PROBLEM DETAILS: Which lines should be repeated? Exactly the one containing "of the green" and every line after it through the end of the entries below.

DATA IN THIS EXERCISE:
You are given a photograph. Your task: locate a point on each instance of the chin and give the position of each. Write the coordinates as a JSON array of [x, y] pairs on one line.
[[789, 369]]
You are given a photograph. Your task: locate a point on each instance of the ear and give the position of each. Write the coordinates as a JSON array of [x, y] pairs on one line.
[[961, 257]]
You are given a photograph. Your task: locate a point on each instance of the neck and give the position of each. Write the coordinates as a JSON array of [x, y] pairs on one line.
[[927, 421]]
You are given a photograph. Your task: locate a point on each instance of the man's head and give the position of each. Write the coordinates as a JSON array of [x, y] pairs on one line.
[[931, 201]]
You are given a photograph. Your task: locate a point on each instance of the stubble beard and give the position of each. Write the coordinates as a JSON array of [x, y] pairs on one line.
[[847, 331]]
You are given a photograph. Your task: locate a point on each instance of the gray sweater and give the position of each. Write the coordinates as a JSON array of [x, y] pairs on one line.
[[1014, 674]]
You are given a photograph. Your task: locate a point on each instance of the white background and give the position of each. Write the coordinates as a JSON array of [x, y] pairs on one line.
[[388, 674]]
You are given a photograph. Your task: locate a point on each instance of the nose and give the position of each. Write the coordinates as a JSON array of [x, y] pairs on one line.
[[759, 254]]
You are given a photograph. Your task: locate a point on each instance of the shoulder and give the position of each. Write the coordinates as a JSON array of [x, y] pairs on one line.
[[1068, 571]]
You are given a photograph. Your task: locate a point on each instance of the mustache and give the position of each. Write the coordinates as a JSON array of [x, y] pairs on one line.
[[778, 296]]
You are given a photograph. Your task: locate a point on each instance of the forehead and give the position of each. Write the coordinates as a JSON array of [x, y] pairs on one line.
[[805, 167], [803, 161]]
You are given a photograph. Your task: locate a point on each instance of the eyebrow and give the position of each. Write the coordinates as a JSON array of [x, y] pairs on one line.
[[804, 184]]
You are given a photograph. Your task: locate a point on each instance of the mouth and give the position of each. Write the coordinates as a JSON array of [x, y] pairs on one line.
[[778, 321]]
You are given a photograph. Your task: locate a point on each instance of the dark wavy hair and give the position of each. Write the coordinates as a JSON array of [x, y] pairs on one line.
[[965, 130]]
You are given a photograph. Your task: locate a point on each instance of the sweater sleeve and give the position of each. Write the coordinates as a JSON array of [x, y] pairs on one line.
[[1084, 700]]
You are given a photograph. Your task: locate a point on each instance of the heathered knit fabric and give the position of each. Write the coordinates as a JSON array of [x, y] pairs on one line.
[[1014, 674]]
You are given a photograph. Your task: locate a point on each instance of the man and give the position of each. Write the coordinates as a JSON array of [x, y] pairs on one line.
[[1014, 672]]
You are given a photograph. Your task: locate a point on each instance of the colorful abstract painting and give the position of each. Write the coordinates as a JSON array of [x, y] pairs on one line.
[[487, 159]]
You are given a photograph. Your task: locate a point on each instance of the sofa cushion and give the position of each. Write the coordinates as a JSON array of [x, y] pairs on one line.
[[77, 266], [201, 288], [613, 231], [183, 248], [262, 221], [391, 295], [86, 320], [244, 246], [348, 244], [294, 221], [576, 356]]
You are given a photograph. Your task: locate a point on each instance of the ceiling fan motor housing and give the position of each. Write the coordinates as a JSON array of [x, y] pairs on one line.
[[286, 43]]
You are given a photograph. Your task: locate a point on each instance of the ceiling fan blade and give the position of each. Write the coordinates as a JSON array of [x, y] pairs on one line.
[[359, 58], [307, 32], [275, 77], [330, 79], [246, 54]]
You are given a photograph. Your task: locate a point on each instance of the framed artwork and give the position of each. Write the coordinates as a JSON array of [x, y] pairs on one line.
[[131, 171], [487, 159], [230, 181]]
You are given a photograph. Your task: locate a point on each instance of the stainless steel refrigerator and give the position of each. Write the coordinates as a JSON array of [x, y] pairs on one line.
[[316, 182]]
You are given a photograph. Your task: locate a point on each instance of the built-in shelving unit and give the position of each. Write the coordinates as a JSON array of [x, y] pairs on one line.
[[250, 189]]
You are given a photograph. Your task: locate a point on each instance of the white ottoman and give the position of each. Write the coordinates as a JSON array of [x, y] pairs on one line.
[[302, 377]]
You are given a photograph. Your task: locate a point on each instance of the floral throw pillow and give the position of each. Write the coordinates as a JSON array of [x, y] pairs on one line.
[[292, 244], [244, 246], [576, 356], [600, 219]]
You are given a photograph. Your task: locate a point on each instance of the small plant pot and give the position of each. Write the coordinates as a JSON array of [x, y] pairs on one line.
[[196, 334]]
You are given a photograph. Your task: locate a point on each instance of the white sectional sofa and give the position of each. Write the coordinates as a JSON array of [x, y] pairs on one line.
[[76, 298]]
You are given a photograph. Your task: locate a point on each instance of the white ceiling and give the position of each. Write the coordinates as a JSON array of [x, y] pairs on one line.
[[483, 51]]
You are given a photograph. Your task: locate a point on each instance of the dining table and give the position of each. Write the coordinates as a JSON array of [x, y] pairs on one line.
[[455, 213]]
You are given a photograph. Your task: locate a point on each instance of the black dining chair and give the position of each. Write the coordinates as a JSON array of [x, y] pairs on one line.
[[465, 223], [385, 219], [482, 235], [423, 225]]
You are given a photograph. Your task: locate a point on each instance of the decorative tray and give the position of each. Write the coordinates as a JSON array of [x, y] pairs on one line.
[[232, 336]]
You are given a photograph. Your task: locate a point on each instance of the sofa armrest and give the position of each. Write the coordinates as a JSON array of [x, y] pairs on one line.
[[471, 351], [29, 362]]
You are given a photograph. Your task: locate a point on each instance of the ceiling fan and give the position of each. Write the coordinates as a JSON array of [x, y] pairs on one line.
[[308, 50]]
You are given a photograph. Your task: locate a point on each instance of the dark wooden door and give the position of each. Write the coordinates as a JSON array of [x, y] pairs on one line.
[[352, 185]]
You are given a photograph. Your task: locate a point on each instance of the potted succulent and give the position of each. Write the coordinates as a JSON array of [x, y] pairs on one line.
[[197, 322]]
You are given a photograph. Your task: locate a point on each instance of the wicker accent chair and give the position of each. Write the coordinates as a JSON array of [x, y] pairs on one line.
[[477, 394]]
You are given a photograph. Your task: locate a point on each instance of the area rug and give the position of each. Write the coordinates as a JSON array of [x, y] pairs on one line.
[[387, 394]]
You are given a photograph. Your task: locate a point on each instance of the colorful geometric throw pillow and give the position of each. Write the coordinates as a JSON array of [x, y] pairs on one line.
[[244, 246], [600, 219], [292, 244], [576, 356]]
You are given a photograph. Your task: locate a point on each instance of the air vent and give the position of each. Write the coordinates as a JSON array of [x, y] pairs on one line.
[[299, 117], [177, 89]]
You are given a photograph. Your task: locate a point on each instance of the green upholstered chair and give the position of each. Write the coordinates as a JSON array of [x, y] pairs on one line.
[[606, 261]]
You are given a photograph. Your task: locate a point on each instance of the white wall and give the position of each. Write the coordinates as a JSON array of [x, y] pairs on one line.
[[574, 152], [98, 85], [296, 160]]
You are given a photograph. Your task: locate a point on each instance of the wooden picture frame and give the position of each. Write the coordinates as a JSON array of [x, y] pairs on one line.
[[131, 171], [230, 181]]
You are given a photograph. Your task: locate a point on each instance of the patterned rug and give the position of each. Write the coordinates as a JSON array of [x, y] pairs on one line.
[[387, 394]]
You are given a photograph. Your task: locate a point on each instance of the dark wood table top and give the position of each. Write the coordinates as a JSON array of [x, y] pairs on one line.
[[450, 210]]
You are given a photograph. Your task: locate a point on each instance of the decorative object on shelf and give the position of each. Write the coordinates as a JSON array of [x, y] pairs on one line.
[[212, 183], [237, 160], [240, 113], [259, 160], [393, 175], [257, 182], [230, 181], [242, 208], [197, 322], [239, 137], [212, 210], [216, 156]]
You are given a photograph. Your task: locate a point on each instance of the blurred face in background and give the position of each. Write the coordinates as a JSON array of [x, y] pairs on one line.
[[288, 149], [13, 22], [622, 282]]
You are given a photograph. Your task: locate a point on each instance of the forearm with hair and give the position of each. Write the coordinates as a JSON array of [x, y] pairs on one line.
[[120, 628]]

RESPONSE BELOW:
You are given a photograph. Your task: locate a point on each instance of the green upholstered chair and give the position of each. Write the coordinates as a JSON array of [x, y] pairs on one line.
[[606, 261]]
You are given a photograph. Your task: locate a point on each instance of the white wall and give the position of each. Write the coordinates as a JSON array of [x, y] pairs on one line.
[[574, 152], [98, 85], [296, 160]]
You are given a photograph. Your task: locate a point on each instance of the wooden picture frame and give the position of each. Write the coordinates as a JSON array of [x, y] pairs on one line.
[[131, 171], [230, 181]]
You are given a photograph. Your task: locate a point on each instance of the patterned rug and give the position of each. Write the coordinates as a JSON array of [x, y] pairs on one line.
[[387, 394]]
You are given a photograph. Your task: locate a point on each instance of the dark wood table top and give the position of each. Write the coordinates as a JSON array of [x, y] pairs on one line.
[[450, 210]]
You are given a photograph. Your task: locate a point on each instance of the decorative object on shelf and give the position of each. Write the coordinates as a JSON array of [x, y] pairs on one line.
[[212, 183], [237, 160], [240, 113], [259, 160], [393, 175], [257, 182], [230, 181], [242, 208], [197, 322], [239, 137], [212, 210], [216, 156]]
You are given a photograph. Your task: locate a point on each instance of the blurred face in background and give the position of each. Write the coordinates as a JSON array of [x, y] pairs on one line.
[[288, 149], [13, 22], [622, 282]]
You are given a photograph. Your task: locate a point on each instance of the forearm with hair and give the position of each. Write the coordinates as a JSON array of [x, y] pairs on one line.
[[120, 628]]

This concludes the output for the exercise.